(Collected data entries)
<<<<
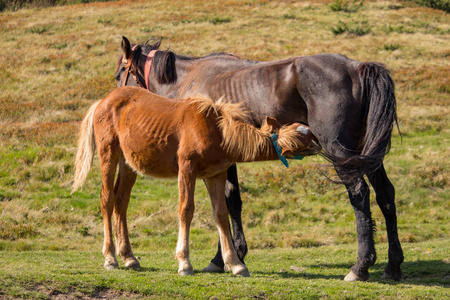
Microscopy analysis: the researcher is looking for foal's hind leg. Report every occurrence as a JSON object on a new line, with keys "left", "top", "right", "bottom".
{"left": 204, "top": 172, "right": 250, "bottom": 277}
{"left": 204, "top": 164, "right": 247, "bottom": 273}
{"left": 367, "top": 164, "right": 403, "bottom": 280}
{"left": 98, "top": 145, "right": 120, "bottom": 270}
{"left": 113, "top": 158, "right": 140, "bottom": 269}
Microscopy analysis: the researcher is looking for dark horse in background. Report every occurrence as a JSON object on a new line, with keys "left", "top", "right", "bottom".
{"left": 113, "top": 36, "right": 403, "bottom": 281}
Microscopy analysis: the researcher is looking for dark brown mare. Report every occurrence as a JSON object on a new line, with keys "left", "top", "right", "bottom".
{"left": 114, "top": 36, "right": 404, "bottom": 281}
{"left": 72, "top": 86, "right": 321, "bottom": 276}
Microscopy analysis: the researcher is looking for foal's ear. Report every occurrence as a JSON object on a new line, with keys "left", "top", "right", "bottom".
{"left": 121, "top": 36, "right": 132, "bottom": 60}
{"left": 265, "top": 116, "right": 283, "bottom": 132}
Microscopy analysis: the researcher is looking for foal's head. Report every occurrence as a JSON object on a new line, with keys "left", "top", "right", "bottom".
{"left": 263, "top": 117, "right": 322, "bottom": 157}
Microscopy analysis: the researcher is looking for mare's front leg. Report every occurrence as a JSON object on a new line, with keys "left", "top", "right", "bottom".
{"left": 205, "top": 172, "right": 250, "bottom": 277}
{"left": 204, "top": 164, "right": 247, "bottom": 273}
{"left": 176, "top": 161, "right": 196, "bottom": 275}
{"left": 367, "top": 164, "right": 403, "bottom": 280}
{"left": 113, "top": 158, "right": 140, "bottom": 269}
{"left": 226, "top": 164, "right": 247, "bottom": 262}
{"left": 337, "top": 170, "right": 376, "bottom": 281}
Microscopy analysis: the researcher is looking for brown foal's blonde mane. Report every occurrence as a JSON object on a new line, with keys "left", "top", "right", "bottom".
{"left": 189, "top": 96, "right": 304, "bottom": 161}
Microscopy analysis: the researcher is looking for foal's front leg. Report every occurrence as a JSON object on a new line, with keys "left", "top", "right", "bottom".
{"left": 176, "top": 161, "right": 196, "bottom": 275}
{"left": 204, "top": 164, "right": 247, "bottom": 273}
{"left": 205, "top": 172, "right": 250, "bottom": 277}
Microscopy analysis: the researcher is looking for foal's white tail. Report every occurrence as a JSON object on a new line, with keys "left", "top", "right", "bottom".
{"left": 72, "top": 100, "right": 101, "bottom": 193}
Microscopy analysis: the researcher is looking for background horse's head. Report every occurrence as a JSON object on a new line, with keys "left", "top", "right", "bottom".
{"left": 114, "top": 36, "right": 177, "bottom": 88}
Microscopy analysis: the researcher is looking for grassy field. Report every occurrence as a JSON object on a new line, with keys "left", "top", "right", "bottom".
{"left": 0, "top": 0, "right": 449, "bottom": 299}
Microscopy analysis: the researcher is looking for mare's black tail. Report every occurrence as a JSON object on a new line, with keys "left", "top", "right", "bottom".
{"left": 324, "top": 62, "right": 399, "bottom": 182}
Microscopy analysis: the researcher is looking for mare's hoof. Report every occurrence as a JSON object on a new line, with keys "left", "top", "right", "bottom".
{"left": 344, "top": 270, "right": 368, "bottom": 282}
{"left": 202, "top": 262, "right": 224, "bottom": 273}
{"left": 381, "top": 272, "right": 402, "bottom": 281}
{"left": 381, "top": 272, "right": 394, "bottom": 280}
{"left": 124, "top": 258, "right": 141, "bottom": 270}
{"left": 179, "top": 269, "right": 194, "bottom": 276}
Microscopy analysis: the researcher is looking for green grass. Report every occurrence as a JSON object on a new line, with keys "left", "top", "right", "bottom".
{"left": 0, "top": 0, "right": 449, "bottom": 298}
{"left": 1, "top": 240, "right": 449, "bottom": 299}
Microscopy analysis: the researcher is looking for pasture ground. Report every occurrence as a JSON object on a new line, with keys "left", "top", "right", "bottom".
{"left": 1, "top": 239, "right": 449, "bottom": 299}
{"left": 0, "top": 0, "right": 449, "bottom": 299}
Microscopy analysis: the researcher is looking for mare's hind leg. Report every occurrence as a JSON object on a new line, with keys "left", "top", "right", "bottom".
{"left": 98, "top": 145, "right": 120, "bottom": 270}
{"left": 336, "top": 170, "right": 376, "bottom": 281}
{"left": 367, "top": 164, "right": 403, "bottom": 280}
{"left": 204, "top": 164, "right": 247, "bottom": 273}
{"left": 113, "top": 158, "right": 140, "bottom": 269}
{"left": 204, "top": 172, "right": 249, "bottom": 277}
{"left": 176, "top": 161, "right": 196, "bottom": 275}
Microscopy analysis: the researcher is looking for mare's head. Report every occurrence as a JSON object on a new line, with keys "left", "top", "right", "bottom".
{"left": 263, "top": 117, "right": 322, "bottom": 157}
{"left": 114, "top": 36, "right": 177, "bottom": 88}
{"left": 115, "top": 36, "right": 240, "bottom": 92}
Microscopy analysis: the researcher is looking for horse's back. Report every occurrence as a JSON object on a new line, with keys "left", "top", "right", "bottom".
{"left": 184, "top": 54, "right": 363, "bottom": 129}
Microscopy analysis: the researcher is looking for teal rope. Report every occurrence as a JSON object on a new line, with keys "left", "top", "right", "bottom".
{"left": 270, "top": 133, "right": 304, "bottom": 168}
>>>>
▶ [TASK PROMPT]:
Reproduce the data exactly as it appears above. Pictures are to be left out.

▶ [SOLUTION BELOW]:
Microscopy analysis: the researcher is looking for foal's hind leg. Report every occurrence as a JSON object on a new line, with keys "left", "top", "right", "bottom".
{"left": 204, "top": 172, "right": 250, "bottom": 277}
{"left": 204, "top": 164, "right": 247, "bottom": 273}
{"left": 367, "top": 164, "right": 403, "bottom": 280}
{"left": 98, "top": 145, "right": 120, "bottom": 270}
{"left": 113, "top": 158, "right": 140, "bottom": 269}
Microscopy analysis: the researcher is looking for dark horse in background. Report every occurrence as a JSON object on a new line, with keys "left", "top", "right", "bottom".
{"left": 113, "top": 36, "right": 403, "bottom": 281}
Microscopy analysis: the researcher is looking for dark brown mare. Report every occurrence as a JSON object on a new line, with keys "left", "top", "right", "bottom".
{"left": 114, "top": 36, "right": 404, "bottom": 281}
{"left": 72, "top": 86, "right": 321, "bottom": 276}
Microscopy analysis: the researcher is looking for foal's ear. Report every occurrence as a JSON object on a new line, with keys "left", "top", "right", "bottom".
{"left": 121, "top": 36, "right": 132, "bottom": 60}
{"left": 265, "top": 116, "right": 283, "bottom": 132}
Microscopy analysis: the researcher is looking for foal's head. Report every occurrence as a JSON object on a new line, with keys "left", "top", "right", "bottom".
{"left": 263, "top": 117, "right": 322, "bottom": 157}
Microscopy analysis: the researcher is looking for mare's front leg. Report every occurrence as a JSON object on a new line, with keys "left", "top", "right", "bottom".
{"left": 205, "top": 172, "right": 250, "bottom": 277}
{"left": 204, "top": 164, "right": 247, "bottom": 273}
{"left": 176, "top": 161, "right": 196, "bottom": 275}
{"left": 367, "top": 164, "right": 403, "bottom": 280}
{"left": 113, "top": 158, "right": 140, "bottom": 269}
{"left": 226, "top": 164, "right": 247, "bottom": 262}
{"left": 337, "top": 170, "right": 376, "bottom": 281}
Microscopy analysis: the researcher is looking for brown foal's blonde mane. Report every occurrence as a JSON object on a new line, with keys "left", "top", "right", "bottom".
{"left": 189, "top": 96, "right": 304, "bottom": 161}
Microscopy analysis: the researcher is looking for foal's front leg. Report every occurrence as a JSON object on a new line, with keys "left", "top", "right", "bottom".
{"left": 176, "top": 161, "right": 196, "bottom": 275}
{"left": 204, "top": 164, "right": 247, "bottom": 273}
{"left": 205, "top": 172, "right": 250, "bottom": 277}
Microscopy analysis: the researcher is looking for foal's white tail. Report every occurrence as a JSON object on a new line, with keys "left", "top", "right", "bottom".
{"left": 72, "top": 100, "right": 101, "bottom": 193}
Microscopy analysis: the researcher is looking for background horse's head. Report every occurrence as a JSON object on a new line, with keys "left", "top", "right", "bottom".
{"left": 114, "top": 36, "right": 177, "bottom": 88}
Microscopy analysis: the researcher is looking for grassy field. Report every occurrence as a JSON object on a new line, with keys "left", "top", "right", "bottom".
{"left": 0, "top": 0, "right": 449, "bottom": 299}
Microscopy analysis: the researcher is looking for mare's black tail. Report every occurrence as a JSON object on a new line, with keys "left", "top", "right", "bottom".
{"left": 324, "top": 62, "right": 399, "bottom": 182}
Microscopy analysis: the researcher is looking for mare's hoof. Report every occurrence as a JSON object on a new line, with keys "left", "top", "right", "bottom".
{"left": 344, "top": 270, "right": 368, "bottom": 282}
{"left": 202, "top": 262, "right": 224, "bottom": 273}
{"left": 381, "top": 272, "right": 402, "bottom": 281}
{"left": 381, "top": 272, "right": 394, "bottom": 280}
{"left": 124, "top": 258, "right": 141, "bottom": 270}
{"left": 179, "top": 269, "right": 194, "bottom": 276}
Microscopy analysis: the researcher is looking for green grass. Report every occurrence as a JSON object on a new line, with keys "left", "top", "right", "bottom".
{"left": 0, "top": 0, "right": 449, "bottom": 298}
{"left": 1, "top": 240, "right": 449, "bottom": 299}
Microscopy analysis: the researcher is looking for pasture ground. Report every occurrence as a JSON object on a new line, with keys "left", "top", "right", "bottom".
{"left": 1, "top": 239, "right": 449, "bottom": 299}
{"left": 0, "top": 0, "right": 449, "bottom": 299}
Microscopy analysis: the researcher is looking for mare's hind leg. Report every occurrence as a JSON object on a new line, with keys "left", "top", "right", "bottom".
{"left": 98, "top": 145, "right": 120, "bottom": 270}
{"left": 336, "top": 170, "right": 376, "bottom": 281}
{"left": 367, "top": 164, "right": 403, "bottom": 280}
{"left": 204, "top": 164, "right": 247, "bottom": 273}
{"left": 113, "top": 158, "right": 140, "bottom": 269}
{"left": 204, "top": 172, "right": 249, "bottom": 277}
{"left": 176, "top": 161, "right": 196, "bottom": 275}
Microscopy analysis: the researcher is looking for mare's head. Report every occurrence as a JSON object on a new line, with keys "left", "top", "right", "bottom".
{"left": 263, "top": 117, "right": 322, "bottom": 157}
{"left": 114, "top": 36, "right": 177, "bottom": 88}
{"left": 115, "top": 36, "right": 240, "bottom": 92}
Microscopy analysis: the researcher is looking for horse's back. Report every occurrence as a JSON object on a new line, with keys "left", "top", "right", "bottom".
{"left": 184, "top": 54, "right": 363, "bottom": 129}
Microscopy analysis: the researcher is looking for teal rope. Report every occurrence as a JSON object on a new line, with keys "left", "top", "right", "bottom".
{"left": 270, "top": 133, "right": 304, "bottom": 168}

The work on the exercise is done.